_Your assignment_
Below are records that should be duplicated exactly, with no image retained.

_Entries provided_
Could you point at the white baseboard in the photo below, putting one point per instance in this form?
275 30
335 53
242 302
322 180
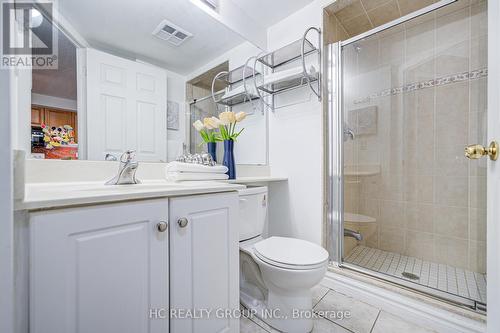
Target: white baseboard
422 313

_Answer for the task_
Could you point at the white baseboard in the photo below, putting one point per instance in this form?
275 30
335 53
242 302
322 180
Target: white baseboard
422 313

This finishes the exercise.